• STATED EXERCISE
Rewrite the data from the line containing "of the purple" through the end, changing "innermost" to "most central" and keeping all else the same.

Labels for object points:
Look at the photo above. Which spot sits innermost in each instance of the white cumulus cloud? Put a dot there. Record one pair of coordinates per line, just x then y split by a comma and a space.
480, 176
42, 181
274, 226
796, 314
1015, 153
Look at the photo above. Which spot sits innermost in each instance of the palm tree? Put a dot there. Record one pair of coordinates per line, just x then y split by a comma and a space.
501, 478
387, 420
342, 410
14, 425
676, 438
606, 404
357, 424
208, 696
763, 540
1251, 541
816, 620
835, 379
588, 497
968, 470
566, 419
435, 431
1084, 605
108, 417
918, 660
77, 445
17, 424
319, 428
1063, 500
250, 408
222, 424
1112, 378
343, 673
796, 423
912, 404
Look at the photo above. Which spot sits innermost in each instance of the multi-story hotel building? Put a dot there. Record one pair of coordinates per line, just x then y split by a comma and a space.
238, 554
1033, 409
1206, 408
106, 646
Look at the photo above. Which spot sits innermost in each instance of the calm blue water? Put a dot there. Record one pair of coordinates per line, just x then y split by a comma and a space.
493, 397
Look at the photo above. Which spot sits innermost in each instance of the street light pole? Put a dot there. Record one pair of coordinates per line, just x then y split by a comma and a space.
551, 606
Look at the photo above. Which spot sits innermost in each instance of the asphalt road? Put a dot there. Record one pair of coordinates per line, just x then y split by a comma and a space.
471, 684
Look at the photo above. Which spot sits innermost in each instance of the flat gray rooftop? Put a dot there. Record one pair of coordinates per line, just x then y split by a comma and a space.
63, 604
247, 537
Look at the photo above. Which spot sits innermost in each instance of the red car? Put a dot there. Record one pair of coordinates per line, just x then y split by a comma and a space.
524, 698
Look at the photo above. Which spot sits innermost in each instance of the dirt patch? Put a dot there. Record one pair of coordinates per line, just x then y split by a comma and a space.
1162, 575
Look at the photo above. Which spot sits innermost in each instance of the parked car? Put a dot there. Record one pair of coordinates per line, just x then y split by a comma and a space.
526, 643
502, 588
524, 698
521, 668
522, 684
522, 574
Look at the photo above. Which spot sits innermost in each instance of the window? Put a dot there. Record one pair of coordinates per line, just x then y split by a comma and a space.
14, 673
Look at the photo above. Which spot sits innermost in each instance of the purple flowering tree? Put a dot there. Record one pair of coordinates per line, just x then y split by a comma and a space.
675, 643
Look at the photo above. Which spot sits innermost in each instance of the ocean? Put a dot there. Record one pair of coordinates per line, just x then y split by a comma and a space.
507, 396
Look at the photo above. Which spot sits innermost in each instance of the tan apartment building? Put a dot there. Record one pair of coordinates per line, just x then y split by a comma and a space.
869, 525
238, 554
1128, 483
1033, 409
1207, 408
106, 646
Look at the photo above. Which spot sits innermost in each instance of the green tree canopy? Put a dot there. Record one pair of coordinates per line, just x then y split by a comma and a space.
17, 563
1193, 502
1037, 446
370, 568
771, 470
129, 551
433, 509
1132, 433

• EXERCISE OUTPUT
Look at the photo above. Which spot sits most central in each instance of the purple flowering tree? Put a dot there. Record one pair of coordinates per line, just x then y split by a comma and a space.
675, 643
Look at the photo above. Which spot sits most central in each instance of the ocean? Put a dot there. Record one pair of coordinates per line, just x then y split by a comma and a space.
507, 396
Look at the photo above. Which spot sits most central in each instance of the tan apartment building? Put a dot there. Record one pair of coordinates per line, just x then y split by a comma and a space.
869, 525
238, 554
1128, 483
1033, 409
1207, 408
106, 646
Look at the photo above. Which spot sits most central in each instance of the green tree canopy? Put a dot there. Record one pair of coordinates per line, just x then y split by a comma and a space.
17, 563
1193, 502
1037, 446
370, 568
771, 470
129, 551
433, 509
1132, 433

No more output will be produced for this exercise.